Problem to solve – The records that follow need to be output exactly as they are.

Dataset entries –
===============
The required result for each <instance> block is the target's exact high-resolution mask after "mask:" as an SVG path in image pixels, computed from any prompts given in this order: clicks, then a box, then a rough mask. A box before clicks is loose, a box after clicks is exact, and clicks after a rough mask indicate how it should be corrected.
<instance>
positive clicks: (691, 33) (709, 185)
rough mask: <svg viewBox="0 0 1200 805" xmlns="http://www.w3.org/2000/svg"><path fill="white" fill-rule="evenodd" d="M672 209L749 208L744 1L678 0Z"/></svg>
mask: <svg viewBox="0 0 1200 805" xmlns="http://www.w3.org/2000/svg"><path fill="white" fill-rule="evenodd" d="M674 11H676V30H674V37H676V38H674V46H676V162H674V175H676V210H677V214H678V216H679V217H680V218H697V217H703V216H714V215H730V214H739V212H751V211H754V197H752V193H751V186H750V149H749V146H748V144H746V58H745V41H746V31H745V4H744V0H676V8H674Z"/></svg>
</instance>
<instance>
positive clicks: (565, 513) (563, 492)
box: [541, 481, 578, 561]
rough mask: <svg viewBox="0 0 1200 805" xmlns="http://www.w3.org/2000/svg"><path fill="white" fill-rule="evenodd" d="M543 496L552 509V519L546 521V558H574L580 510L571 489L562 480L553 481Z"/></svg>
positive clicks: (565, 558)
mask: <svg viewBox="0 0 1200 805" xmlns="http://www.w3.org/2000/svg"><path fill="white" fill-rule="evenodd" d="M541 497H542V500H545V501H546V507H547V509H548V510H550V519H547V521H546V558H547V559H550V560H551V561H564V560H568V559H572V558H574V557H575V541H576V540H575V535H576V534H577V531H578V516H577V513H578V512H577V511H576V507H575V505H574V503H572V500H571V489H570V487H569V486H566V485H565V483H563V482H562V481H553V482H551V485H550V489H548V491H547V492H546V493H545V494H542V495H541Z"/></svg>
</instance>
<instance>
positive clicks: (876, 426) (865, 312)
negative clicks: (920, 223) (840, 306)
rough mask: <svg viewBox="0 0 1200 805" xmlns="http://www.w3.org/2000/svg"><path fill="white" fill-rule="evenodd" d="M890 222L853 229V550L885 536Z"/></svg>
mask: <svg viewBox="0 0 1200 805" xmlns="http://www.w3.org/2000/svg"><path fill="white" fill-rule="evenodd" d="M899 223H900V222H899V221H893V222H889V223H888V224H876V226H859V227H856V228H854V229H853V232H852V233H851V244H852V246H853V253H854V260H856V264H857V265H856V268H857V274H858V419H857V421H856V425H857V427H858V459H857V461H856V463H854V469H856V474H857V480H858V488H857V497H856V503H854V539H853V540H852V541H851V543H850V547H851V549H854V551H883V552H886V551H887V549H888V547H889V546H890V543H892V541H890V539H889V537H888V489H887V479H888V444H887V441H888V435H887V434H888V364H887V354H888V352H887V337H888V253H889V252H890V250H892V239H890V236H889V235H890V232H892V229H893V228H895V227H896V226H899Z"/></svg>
===============
Completed exercise –
The required result for each <instance> block is the target's exact high-resolution mask after "mask:" as an SVG path in image pixels, computed from any prompts given in this order: clicks, then a box, then a rough mask. A box before clicks is loose, a box after clicks is exact, and clicks after a rough mask indicate how it should be corrected.
<instance>
positive clicks: (691, 33) (709, 185)
rough mask: <svg viewBox="0 0 1200 805" xmlns="http://www.w3.org/2000/svg"><path fill="white" fill-rule="evenodd" d="M672 209L749 208L744 1L678 0Z"/></svg>
mask: <svg viewBox="0 0 1200 805" xmlns="http://www.w3.org/2000/svg"><path fill="white" fill-rule="evenodd" d="M674 11H676V30H674V37H676V38H674V46H676V162H674V175H676V210H677V214H678V216H679V217H680V218H697V217H703V216H714V215H730V214H739V212H751V211H754V197H752V193H751V186H750V149H749V146H748V144H746V58H745V41H746V31H745V4H744V0H676V8H674Z"/></svg>
</instance>
<instance>
positive clicks: (565, 513) (563, 492)
box: [541, 481, 578, 561]
rough mask: <svg viewBox="0 0 1200 805" xmlns="http://www.w3.org/2000/svg"><path fill="white" fill-rule="evenodd" d="M543 496L552 509V519L546 521V558H574L580 510L571 489L562 480L553 481Z"/></svg>
positive clicks: (565, 558)
mask: <svg viewBox="0 0 1200 805" xmlns="http://www.w3.org/2000/svg"><path fill="white" fill-rule="evenodd" d="M541 497H542V500H545V501H546V507H547V509H548V510H550V519H547V521H546V558H547V559H550V560H551V561H564V560H568V559H572V558H574V557H575V541H576V540H575V535H576V534H577V531H578V516H577V513H578V512H577V511H576V507H575V505H574V503H572V500H571V489H570V487H569V486H566V485H565V483H563V482H562V481H553V482H551V485H550V489H548V491H547V492H546V493H545V494H542V495H541Z"/></svg>
</instance>
<instance>
positive clicks: (876, 426) (865, 312)
negative clicks: (920, 223) (840, 306)
rough mask: <svg viewBox="0 0 1200 805" xmlns="http://www.w3.org/2000/svg"><path fill="white" fill-rule="evenodd" d="M890 222L853 229V550L885 536Z"/></svg>
mask: <svg viewBox="0 0 1200 805" xmlns="http://www.w3.org/2000/svg"><path fill="white" fill-rule="evenodd" d="M899 223H900V222H899V221H893V222H889V223H888V224H876V226H859V227H856V228H854V229H853V232H852V233H851V244H852V246H853V253H854V260H856V264H857V265H856V268H857V274H858V419H857V421H856V425H857V427H858V459H857V461H856V463H854V469H856V474H857V480H858V488H857V497H856V503H854V539H853V540H852V541H851V543H850V547H851V549H854V551H883V552H886V551H887V549H888V547H889V546H890V543H892V541H890V539H889V537H888V489H887V479H888V444H887V441H888V435H887V434H888V364H887V354H888V352H887V337H888V253H889V252H890V250H892V239H890V236H889V235H890V232H892V229H893V228H895V227H896V226H899Z"/></svg>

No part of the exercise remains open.